▶ _EXERCISE PROMPT_: Each record must be retyped in full. No character may differ.

· · · ·

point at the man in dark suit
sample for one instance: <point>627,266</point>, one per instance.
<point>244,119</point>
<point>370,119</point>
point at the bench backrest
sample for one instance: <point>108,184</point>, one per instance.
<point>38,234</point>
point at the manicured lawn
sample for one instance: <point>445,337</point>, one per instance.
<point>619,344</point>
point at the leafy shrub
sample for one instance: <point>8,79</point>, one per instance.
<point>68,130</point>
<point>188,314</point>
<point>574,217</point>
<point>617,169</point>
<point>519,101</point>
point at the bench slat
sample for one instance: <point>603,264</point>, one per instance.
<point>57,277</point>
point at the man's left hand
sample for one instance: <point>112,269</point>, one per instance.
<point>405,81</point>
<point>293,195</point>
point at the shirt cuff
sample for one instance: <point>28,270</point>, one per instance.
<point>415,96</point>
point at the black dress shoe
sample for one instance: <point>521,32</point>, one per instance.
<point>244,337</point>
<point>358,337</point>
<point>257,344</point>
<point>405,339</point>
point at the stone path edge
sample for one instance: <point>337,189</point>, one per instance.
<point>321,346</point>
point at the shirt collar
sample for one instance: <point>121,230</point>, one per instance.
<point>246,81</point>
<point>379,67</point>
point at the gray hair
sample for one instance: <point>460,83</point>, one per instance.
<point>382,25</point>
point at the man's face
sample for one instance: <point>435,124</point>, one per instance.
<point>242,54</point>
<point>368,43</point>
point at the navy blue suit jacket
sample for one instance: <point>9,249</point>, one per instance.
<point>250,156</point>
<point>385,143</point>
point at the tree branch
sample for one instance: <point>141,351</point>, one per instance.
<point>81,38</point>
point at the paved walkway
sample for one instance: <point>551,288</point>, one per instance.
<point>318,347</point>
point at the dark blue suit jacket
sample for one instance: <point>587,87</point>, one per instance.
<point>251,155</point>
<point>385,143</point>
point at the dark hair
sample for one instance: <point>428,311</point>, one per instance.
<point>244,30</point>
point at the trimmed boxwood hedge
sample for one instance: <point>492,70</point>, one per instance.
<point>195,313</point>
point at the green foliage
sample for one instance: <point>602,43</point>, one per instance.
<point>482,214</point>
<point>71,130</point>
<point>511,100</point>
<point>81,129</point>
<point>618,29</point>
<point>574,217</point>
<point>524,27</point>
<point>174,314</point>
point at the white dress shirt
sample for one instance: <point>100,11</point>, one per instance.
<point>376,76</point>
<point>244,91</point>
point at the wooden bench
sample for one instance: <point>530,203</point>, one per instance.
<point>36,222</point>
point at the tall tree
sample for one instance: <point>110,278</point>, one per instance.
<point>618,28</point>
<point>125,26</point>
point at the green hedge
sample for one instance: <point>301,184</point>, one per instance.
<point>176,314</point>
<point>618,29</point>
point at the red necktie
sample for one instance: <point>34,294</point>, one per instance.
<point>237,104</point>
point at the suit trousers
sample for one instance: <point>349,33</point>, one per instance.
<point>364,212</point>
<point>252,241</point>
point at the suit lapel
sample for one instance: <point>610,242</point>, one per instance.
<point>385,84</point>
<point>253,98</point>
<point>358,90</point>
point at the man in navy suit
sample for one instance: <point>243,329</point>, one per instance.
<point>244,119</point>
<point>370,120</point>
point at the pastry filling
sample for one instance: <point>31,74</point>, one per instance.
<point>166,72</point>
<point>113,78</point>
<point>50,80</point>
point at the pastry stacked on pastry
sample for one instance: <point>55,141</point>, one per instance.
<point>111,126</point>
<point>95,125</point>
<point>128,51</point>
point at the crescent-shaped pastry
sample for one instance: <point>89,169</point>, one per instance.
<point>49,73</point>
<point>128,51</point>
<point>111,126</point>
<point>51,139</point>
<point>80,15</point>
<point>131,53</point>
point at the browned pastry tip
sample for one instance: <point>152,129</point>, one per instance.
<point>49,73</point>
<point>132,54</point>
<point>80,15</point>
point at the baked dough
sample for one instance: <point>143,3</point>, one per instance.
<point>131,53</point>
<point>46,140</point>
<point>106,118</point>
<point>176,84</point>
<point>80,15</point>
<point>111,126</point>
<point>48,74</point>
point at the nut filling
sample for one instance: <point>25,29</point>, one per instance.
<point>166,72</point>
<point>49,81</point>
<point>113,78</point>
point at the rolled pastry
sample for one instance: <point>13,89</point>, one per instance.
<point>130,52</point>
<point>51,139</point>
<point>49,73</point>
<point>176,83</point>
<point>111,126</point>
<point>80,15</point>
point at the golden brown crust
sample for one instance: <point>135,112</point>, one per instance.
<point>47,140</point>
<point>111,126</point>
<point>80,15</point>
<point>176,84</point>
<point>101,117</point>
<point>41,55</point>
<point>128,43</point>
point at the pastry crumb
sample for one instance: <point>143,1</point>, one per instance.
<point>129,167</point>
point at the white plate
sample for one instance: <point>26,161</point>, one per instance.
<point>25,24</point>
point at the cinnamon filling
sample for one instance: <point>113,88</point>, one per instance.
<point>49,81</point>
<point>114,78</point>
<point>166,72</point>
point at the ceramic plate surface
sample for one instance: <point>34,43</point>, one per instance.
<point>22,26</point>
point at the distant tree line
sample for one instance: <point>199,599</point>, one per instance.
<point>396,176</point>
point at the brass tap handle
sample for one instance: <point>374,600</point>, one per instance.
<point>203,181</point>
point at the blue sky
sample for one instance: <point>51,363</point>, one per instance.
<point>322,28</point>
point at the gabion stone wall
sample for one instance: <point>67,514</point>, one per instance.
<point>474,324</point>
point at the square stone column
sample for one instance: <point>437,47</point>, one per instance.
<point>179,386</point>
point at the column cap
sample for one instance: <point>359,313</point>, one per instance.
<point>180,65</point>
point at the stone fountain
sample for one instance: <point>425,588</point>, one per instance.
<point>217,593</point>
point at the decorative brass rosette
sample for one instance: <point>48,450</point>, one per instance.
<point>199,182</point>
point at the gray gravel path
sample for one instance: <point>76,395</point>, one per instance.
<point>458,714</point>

· · · ·

▶ _ANSWER_:
point at the man in dark suit
sample for one instance: <point>627,266</point>, one per instance.
<point>244,119</point>
<point>370,119</point>
point at the bench backrest
sample for one instance: <point>108,184</point>, one per instance.
<point>38,234</point>
point at the manicured lawn
sample for one instance: <point>445,337</point>, one per instance.
<point>619,344</point>
point at the leafy shrub
sample for one instance: <point>8,79</point>, one per instance.
<point>68,130</point>
<point>188,314</point>
<point>574,217</point>
<point>617,169</point>
<point>519,101</point>
point at the bench slat
sample for one instance: <point>603,264</point>, one per instance.
<point>57,277</point>
point at the man's left hand
sample for one instance: <point>112,269</point>, one per instance.
<point>405,81</point>
<point>293,195</point>
point at the shirt cuff
sample for one instance: <point>28,270</point>, one per instance.
<point>415,96</point>
point at the black dress shoe
sample for one instance: <point>521,32</point>, one per instance.
<point>244,337</point>
<point>358,337</point>
<point>257,344</point>
<point>405,339</point>
point at the stone path edge
sample for one instance: <point>337,189</point>, one per instance.
<point>321,346</point>
point at the shirt collar
sample for one instance: <point>121,230</point>, one per instance.
<point>246,81</point>
<point>379,67</point>
point at the gray hair
sample for one instance: <point>460,83</point>, one per instance.
<point>382,25</point>
point at the man's face
sample for one instance: <point>435,124</point>, one per instance.
<point>242,54</point>
<point>368,43</point>
point at the navy blue suit jacket
sample for one instance: <point>9,249</point>, one per instance.
<point>250,156</point>
<point>385,143</point>
point at the tree branch
sample for one instance: <point>141,351</point>, one per instance.
<point>81,38</point>
point at the paved walkway
sample for one instance: <point>551,288</point>, one per instance.
<point>318,347</point>
point at the dark blue suit jacket
sample for one instance: <point>587,87</point>, one per instance.
<point>251,155</point>
<point>385,143</point>
point at the dark hair
sample for one instance: <point>428,311</point>, one per instance.
<point>244,30</point>
point at the trimmed boxwood hedge
sample for one instance: <point>492,70</point>, one per instance.
<point>195,313</point>
point at the green foliage
sample for one instance: <point>602,43</point>, one per instance.
<point>482,214</point>
<point>71,130</point>
<point>511,100</point>
<point>81,129</point>
<point>618,29</point>
<point>574,217</point>
<point>524,27</point>
<point>174,314</point>
point at the white dress shirt
sample for one instance: <point>100,11</point>, one per instance.
<point>376,76</point>
<point>244,91</point>
point at the wooden bench
sample for one instance: <point>530,203</point>, one per instance.
<point>36,222</point>
point at the tall tree
sample for one instance: <point>110,278</point>, one per instance.
<point>618,28</point>
<point>125,26</point>
point at the green hedge
sample for one instance: <point>301,184</point>, one per instance.
<point>176,314</point>
<point>618,29</point>
point at the red necktie
sample for one instance: <point>34,294</point>, one per instance.
<point>237,104</point>
point at the suit trousers
sample for one instance: <point>349,33</point>, one per instance.
<point>364,212</point>
<point>252,241</point>
point at the suit lapel
sample for one instance: <point>610,242</point>, one per instance.
<point>385,84</point>
<point>253,98</point>
<point>358,90</point>
point at the man in navy suit
sample for one instance: <point>243,329</point>, one per instance.
<point>244,119</point>
<point>370,120</point>
point at the pastry filling
sample for one instance: <point>31,74</point>, one per instance.
<point>166,72</point>
<point>113,78</point>
<point>50,80</point>
point at the pastry stacked on pastry
sample for one instance: <point>55,141</point>, one per instance.
<point>111,126</point>
<point>95,125</point>
<point>128,51</point>
point at the crescent-shaped pastry
sample for one instance: <point>89,169</point>, one per instance.
<point>49,73</point>
<point>128,51</point>
<point>111,126</point>
<point>51,139</point>
<point>80,15</point>
<point>131,53</point>
point at the browned pastry tip
sample for one instance: <point>152,129</point>, one per instance.
<point>49,73</point>
<point>132,54</point>
<point>80,15</point>
point at the baked dough
sample for one instance: <point>143,3</point>, one per instance.
<point>131,53</point>
<point>46,140</point>
<point>106,118</point>
<point>176,84</point>
<point>80,15</point>
<point>111,126</point>
<point>48,74</point>
point at the nut filling
sample for one instance: <point>25,29</point>, one per instance.
<point>166,72</point>
<point>49,81</point>
<point>113,78</point>
point at the rolled pastry
sample for one instance: <point>13,89</point>, one per instance.
<point>130,52</point>
<point>51,139</point>
<point>49,73</point>
<point>176,83</point>
<point>111,126</point>
<point>80,15</point>
point at the golden brown crust
sample for one instance: <point>135,112</point>, one per instance.
<point>47,140</point>
<point>111,126</point>
<point>80,15</point>
<point>176,84</point>
<point>101,117</point>
<point>41,55</point>
<point>128,43</point>
point at the pastry crumb
sample for one instance: <point>143,1</point>, one per instance.
<point>129,167</point>
point at the white plate
sample for one instance: <point>26,161</point>, one per instance.
<point>25,24</point>
point at the cinnamon filling
sample for one instance: <point>113,88</point>, one per instance.
<point>49,81</point>
<point>114,78</point>
<point>166,72</point>
point at the ceramic plate surface
sample for one instance: <point>34,43</point>, one per instance.
<point>22,26</point>
point at the distant tree line
sample for one instance: <point>199,599</point>, one per instance.
<point>396,176</point>
point at the brass tap handle
sample for one instance: <point>374,600</point>, one per instance.
<point>203,181</point>
point at the blue sky
sample for one instance: <point>51,363</point>, one per instance.
<point>322,28</point>
point at the gabion stone wall
sample for one instance: <point>67,514</point>, one per instance.
<point>474,324</point>
point at the square stone column
sample for one instance: <point>437,47</point>, one per instance.
<point>179,386</point>
point at the column cap
sample for one instance: <point>359,313</point>, one per instance.
<point>180,65</point>
point at the stone fountain
sample for one instance: <point>425,588</point>, one per instance.
<point>217,593</point>
point at the decorative brass rosette
sample for one instance: <point>48,450</point>, one per instance.
<point>199,182</point>
point at the gray gravel path
sample for one instance: <point>76,395</point>, one per instance.
<point>458,714</point>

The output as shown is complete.